**DATASET CONTENT:**
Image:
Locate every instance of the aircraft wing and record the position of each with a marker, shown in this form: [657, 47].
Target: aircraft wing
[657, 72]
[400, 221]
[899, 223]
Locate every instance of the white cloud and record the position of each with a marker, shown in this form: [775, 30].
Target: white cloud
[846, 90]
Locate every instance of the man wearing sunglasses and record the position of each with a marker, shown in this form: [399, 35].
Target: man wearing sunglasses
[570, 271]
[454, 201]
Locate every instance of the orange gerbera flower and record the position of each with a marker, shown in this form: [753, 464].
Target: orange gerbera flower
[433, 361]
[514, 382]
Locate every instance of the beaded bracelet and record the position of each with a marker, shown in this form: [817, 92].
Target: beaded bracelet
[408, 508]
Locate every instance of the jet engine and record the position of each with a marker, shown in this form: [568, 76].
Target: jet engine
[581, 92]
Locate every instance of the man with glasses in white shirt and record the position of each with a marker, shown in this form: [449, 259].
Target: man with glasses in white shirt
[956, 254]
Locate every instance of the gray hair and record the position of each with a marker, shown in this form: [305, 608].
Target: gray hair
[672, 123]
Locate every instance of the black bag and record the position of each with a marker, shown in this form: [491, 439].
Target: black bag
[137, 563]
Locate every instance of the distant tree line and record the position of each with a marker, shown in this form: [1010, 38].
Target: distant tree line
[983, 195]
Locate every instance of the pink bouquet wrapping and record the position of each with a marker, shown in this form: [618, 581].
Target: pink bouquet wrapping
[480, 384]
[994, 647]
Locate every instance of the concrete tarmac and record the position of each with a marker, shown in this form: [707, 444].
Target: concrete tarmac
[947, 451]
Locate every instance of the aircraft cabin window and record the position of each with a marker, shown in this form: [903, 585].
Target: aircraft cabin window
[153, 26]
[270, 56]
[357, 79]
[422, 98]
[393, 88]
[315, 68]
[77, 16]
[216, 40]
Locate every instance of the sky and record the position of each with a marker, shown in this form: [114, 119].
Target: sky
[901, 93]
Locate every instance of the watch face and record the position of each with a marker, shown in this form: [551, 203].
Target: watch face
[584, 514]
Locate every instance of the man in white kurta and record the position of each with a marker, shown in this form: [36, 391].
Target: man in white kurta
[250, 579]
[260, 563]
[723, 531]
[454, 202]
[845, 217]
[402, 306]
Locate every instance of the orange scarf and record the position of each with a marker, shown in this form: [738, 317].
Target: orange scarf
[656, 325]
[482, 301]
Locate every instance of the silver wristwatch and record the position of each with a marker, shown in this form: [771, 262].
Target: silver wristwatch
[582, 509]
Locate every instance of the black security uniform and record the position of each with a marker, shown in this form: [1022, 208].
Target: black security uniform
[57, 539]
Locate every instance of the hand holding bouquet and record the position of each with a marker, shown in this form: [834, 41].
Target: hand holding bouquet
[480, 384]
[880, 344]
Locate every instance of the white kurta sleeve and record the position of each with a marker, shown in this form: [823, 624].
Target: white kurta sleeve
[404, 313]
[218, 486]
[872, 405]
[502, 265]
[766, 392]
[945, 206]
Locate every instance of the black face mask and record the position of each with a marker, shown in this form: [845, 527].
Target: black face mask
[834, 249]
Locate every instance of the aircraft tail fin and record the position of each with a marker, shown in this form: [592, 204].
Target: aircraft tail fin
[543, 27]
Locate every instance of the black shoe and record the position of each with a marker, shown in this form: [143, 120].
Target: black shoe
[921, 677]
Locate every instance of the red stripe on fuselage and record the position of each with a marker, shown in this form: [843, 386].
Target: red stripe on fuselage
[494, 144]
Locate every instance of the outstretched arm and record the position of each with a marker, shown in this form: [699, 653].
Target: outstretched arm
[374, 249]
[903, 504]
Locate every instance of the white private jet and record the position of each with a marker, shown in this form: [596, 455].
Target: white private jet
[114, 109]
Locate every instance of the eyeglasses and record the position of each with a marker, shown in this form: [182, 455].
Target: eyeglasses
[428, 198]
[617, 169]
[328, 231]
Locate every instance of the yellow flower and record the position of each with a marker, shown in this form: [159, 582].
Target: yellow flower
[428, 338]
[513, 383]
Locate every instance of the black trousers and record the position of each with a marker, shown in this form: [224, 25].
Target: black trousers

**SHORT PROBLEM:**
Copy out the lines from the line containing "Locate every instance of the black security" to the end of the listing above, without alteration.

**THE RESULT:**
Locate every instance of the black security uniform and record the position of each with a marker, shown in this form: [1022, 208].
Target: black security uniform
[57, 539]
Locate every instance of the hand holding bouquet and record the position of each with a marker, shown in this form: [834, 41].
Target: hand holding bouquet
[480, 384]
[880, 344]
Locate every instance of the white kurta sleeve and record the position of each with a marker, shown in this form: [823, 624].
Target: white kurta sleeve
[404, 313]
[218, 486]
[872, 405]
[502, 265]
[766, 392]
[945, 206]
Locate every instance of the black face mask and record the position of each with a marker, shown in this form: [845, 527].
Target: black face mask
[834, 249]
Locate every instance of the aircraft tail fin and record the position of each with a marker, shown in this form: [592, 204].
Target: aircraft tail fin
[543, 27]
Locate every instance of the black shoe and record the position of each with a marker, shown in this form: [143, 120].
Target: black shoe
[921, 677]
Locate every instance of the red stripe on fuselage and record the position of each with a marker, shown in this form: [843, 386].
Target: red stripe on fuselage
[494, 144]
Locate every instance of the outstretched arm and record the position of each with a marker, shown in this form: [699, 653].
Target: outstretched arm
[374, 249]
[903, 504]
Locate every instance of the white private jet and record the position of each with a marker, shown in this form: [596, 455].
Target: white private jet
[114, 109]
Locate every instance of the eyeglasses and record the position of each with a marker, shown in this form: [182, 455].
Target: eyeglasses
[428, 198]
[617, 169]
[328, 231]
Locate every instance of the yellow flower and record the position of each with a marker, shown in this form: [159, 582].
Target: yellow flower
[428, 338]
[513, 383]
Locate every instance of the black trousers and record the position of each with a marker, shown in this form: [224, 25].
Target: black trousers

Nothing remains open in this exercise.